▶ _PROBLEM TO SOLVE_
Present the material below as a Markdown table with the columns Row and Line, giving each line its own numbered row and leaving out blank lines. Begin at the line that contains "After viewing the picture above, confirm whether any arby's sign" and stop after the line that contains "[[64, 141, 91, 164], [138, 116, 148, 127]]".

□ □ □

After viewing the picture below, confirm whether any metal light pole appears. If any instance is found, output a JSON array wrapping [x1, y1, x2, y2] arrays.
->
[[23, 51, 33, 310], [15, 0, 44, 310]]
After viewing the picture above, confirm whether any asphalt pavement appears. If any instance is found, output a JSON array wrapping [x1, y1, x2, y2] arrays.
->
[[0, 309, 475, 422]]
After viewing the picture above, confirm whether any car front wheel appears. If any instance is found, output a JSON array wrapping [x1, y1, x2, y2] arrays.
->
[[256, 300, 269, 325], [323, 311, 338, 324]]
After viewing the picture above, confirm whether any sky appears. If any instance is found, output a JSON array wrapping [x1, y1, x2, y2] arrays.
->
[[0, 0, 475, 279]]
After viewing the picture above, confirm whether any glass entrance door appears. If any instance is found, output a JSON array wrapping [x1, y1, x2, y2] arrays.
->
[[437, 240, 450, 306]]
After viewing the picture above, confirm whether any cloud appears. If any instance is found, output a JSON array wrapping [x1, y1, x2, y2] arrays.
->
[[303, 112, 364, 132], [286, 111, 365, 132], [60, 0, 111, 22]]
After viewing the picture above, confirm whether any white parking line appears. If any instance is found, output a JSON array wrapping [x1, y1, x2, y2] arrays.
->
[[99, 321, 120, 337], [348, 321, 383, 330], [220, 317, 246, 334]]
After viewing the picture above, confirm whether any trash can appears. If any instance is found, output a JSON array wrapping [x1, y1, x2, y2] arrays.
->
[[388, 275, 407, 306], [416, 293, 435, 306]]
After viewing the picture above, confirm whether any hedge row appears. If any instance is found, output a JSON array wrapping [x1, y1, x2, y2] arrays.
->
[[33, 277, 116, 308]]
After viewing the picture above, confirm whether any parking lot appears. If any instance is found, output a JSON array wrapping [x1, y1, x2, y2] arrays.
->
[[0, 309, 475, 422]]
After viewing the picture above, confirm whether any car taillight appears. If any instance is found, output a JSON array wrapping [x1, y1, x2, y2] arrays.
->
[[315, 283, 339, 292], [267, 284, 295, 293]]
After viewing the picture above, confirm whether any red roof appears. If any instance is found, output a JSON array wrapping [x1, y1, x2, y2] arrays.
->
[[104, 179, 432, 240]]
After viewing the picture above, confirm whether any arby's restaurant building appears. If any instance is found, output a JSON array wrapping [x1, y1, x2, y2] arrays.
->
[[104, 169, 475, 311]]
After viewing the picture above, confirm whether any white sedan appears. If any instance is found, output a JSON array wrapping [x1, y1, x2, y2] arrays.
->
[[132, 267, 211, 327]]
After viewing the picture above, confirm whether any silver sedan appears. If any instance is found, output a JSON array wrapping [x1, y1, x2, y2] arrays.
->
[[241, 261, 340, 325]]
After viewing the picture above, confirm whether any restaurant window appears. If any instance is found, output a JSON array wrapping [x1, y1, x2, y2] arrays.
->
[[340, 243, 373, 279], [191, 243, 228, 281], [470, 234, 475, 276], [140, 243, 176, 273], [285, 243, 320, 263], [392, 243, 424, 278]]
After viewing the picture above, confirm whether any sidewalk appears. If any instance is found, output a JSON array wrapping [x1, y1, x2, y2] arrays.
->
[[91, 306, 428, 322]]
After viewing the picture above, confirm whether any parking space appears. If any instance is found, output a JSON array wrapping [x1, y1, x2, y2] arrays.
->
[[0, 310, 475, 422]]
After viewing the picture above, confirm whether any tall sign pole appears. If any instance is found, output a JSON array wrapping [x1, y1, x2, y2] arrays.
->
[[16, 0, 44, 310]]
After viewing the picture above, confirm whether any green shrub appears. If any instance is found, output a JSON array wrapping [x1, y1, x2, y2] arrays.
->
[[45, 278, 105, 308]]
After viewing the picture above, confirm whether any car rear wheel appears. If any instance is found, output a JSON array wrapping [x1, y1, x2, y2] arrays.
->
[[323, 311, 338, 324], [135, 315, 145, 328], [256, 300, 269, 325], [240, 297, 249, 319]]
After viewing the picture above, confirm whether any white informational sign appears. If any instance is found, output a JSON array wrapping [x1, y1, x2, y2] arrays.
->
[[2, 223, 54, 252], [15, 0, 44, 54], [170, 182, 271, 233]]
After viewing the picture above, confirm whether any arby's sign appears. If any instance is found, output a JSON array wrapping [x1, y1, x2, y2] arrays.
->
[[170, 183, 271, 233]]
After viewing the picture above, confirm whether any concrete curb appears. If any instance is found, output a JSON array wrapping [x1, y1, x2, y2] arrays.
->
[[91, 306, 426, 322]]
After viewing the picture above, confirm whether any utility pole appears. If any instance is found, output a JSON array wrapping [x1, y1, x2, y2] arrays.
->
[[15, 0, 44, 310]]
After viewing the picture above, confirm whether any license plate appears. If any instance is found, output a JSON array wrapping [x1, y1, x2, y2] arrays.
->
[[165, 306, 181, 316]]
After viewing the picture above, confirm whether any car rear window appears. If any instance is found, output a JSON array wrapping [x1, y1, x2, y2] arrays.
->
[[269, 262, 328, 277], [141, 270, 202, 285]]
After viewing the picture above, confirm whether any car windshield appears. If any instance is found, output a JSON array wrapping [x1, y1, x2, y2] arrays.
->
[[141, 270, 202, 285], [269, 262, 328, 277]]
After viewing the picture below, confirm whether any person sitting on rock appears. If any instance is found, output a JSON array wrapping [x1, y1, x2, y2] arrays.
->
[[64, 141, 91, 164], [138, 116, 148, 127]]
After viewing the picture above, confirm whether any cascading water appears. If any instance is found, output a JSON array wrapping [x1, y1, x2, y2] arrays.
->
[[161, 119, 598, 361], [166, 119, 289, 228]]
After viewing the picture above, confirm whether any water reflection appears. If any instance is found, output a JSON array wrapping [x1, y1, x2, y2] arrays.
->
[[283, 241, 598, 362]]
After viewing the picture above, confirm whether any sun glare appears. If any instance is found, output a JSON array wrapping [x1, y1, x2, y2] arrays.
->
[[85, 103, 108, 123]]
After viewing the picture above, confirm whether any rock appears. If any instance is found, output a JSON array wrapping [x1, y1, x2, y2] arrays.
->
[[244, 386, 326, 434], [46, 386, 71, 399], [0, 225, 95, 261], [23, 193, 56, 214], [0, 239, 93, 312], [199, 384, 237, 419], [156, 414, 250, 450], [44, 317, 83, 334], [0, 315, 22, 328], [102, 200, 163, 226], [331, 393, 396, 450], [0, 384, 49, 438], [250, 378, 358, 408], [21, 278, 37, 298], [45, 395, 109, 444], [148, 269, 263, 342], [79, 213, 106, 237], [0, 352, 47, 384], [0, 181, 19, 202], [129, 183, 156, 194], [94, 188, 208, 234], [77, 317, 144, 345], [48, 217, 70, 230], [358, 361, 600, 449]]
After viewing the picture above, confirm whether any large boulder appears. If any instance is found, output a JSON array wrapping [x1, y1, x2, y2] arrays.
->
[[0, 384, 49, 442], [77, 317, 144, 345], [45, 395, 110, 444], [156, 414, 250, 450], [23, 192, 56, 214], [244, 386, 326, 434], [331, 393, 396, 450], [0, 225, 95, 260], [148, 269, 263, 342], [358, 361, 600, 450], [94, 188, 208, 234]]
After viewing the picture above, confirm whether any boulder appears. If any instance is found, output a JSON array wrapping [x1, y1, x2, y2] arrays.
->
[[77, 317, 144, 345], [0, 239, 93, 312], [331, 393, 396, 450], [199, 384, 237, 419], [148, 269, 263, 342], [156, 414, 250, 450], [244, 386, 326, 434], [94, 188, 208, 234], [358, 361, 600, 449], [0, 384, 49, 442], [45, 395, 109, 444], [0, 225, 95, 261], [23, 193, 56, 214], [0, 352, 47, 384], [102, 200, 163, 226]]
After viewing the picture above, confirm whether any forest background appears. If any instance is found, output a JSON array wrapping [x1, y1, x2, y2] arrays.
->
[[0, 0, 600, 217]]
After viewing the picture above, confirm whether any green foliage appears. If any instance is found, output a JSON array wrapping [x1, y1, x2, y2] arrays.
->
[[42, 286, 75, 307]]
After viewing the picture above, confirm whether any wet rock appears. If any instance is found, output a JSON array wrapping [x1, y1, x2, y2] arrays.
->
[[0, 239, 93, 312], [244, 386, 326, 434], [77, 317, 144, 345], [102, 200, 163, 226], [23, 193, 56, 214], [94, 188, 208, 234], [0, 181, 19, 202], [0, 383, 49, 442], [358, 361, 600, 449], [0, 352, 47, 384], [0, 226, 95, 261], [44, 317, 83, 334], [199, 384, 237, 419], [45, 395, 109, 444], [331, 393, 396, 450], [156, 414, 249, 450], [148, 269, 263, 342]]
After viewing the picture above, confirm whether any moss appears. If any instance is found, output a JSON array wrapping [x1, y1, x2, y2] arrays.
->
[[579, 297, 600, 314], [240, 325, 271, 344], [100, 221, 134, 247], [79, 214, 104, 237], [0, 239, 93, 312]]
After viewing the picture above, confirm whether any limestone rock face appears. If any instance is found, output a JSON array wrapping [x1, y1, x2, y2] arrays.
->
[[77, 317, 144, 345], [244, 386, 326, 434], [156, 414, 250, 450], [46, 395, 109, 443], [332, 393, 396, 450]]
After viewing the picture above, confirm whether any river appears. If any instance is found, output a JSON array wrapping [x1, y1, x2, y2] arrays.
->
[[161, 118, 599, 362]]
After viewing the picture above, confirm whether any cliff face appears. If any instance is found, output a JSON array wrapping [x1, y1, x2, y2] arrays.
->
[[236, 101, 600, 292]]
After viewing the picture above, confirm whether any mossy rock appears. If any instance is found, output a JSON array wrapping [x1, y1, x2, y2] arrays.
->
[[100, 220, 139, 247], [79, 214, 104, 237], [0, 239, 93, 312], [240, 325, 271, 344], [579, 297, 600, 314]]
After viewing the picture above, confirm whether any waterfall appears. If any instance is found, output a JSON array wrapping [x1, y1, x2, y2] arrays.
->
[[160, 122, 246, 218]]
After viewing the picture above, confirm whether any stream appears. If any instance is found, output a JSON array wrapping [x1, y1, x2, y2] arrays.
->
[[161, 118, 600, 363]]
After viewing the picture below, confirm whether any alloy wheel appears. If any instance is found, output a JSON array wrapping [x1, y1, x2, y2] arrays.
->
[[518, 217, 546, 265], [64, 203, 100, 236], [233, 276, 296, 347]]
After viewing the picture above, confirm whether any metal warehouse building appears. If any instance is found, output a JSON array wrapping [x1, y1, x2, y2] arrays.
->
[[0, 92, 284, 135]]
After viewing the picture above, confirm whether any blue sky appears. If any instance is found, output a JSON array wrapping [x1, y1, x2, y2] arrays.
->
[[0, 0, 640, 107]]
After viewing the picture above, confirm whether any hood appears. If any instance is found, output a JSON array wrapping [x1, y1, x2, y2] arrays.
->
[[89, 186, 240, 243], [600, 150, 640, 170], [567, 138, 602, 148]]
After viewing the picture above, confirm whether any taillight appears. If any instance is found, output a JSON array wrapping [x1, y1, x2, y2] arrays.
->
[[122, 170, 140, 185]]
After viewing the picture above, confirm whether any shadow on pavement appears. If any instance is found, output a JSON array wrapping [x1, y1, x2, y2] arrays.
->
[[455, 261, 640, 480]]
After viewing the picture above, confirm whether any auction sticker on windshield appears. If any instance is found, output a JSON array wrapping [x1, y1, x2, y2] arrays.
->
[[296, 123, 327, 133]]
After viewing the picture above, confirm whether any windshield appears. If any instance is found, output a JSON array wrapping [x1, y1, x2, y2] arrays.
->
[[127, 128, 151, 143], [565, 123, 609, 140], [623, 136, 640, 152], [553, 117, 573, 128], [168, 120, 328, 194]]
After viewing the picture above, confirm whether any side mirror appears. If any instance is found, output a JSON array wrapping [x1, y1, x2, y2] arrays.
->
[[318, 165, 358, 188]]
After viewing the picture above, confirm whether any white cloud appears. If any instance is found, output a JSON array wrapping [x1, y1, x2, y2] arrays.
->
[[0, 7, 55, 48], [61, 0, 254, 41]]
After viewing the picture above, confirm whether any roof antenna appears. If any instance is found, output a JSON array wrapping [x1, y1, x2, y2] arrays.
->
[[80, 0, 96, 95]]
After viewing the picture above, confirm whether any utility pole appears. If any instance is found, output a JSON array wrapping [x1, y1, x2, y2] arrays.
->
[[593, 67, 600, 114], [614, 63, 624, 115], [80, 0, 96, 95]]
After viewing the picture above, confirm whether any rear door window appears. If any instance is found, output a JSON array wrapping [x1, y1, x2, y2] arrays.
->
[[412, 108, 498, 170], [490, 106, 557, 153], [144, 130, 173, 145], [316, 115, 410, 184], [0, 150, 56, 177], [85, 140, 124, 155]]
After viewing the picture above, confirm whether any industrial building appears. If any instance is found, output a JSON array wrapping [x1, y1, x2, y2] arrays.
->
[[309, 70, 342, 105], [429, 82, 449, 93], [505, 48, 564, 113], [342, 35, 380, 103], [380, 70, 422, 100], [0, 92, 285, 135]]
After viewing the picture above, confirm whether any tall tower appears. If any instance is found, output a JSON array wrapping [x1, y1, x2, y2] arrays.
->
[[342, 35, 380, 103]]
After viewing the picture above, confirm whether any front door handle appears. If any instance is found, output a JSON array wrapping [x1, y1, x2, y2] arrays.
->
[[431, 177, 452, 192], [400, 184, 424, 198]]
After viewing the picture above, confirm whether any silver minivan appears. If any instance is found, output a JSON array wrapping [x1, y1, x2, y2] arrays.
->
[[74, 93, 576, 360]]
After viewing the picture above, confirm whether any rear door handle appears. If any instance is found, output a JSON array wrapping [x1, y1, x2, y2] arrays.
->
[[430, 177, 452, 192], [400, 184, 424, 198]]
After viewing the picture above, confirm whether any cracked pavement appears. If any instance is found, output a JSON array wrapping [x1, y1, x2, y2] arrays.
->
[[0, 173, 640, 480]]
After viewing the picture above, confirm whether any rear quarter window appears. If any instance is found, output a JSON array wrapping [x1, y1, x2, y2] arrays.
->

□ □ □

▶ _OUTPUT_
| Row | Line |
|---|---|
| 1 | After viewing the picture above, confirm whether any arby's sign appears. If any instance is found, output a JSON array wrapping [x1, y1, x2, y2] arrays. |
| 2 | -> |
| 3 | [[170, 183, 271, 233]] |
| 4 | After viewing the picture above, confirm whether any concrete curb appears. If any instance is found, output a JSON array wrapping [x1, y1, x2, y2] arrays. |
| 5 | -> |
| 6 | [[91, 306, 426, 322]] |
| 7 | After viewing the picture above, confirm whether any utility pole appears. If any instance is found, output a JSON array wrapping [x1, y1, x2, y2] arrays. |
| 8 | -> |
| 9 | [[15, 0, 44, 310]] |
| 10 | After viewing the picture above, confirm whether any license plate appears. If any instance is found, output a JSON array wrapping [x1, y1, x2, y2] arrays. |
| 11 | -> |
| 12 | [[165, 306, 181, 316]] |
| 13 | After viewing the picture above, confirm whether any car rear window appears. If any instance is found, output a JSON array wrapping [x1, y1, x2, y2] arrays. |
| 14 | -> |
| 15 | [[269, 262, 328, 277], [141, 270, 202, 285]] |
| 16 | After viewing the picture above, confirm whether any car windshield appears. If any instance is found, output a JSON array wrapping [x1, y1, x2, y2] arrays. |
| 17 | -> |
| 18 | [[141, 270, 202, 285], [269, 262, 328, 277]] |
| 19 | After viewing the picture below, confirm whether any person sitting on rock appears. If any instance is found, output a JSON array wrapping [x1, y1, x2, y2] arrays. |
| 20 | -> |
| 21 | [[64, 141, 91, 164], [138, 116, 148, 127]] |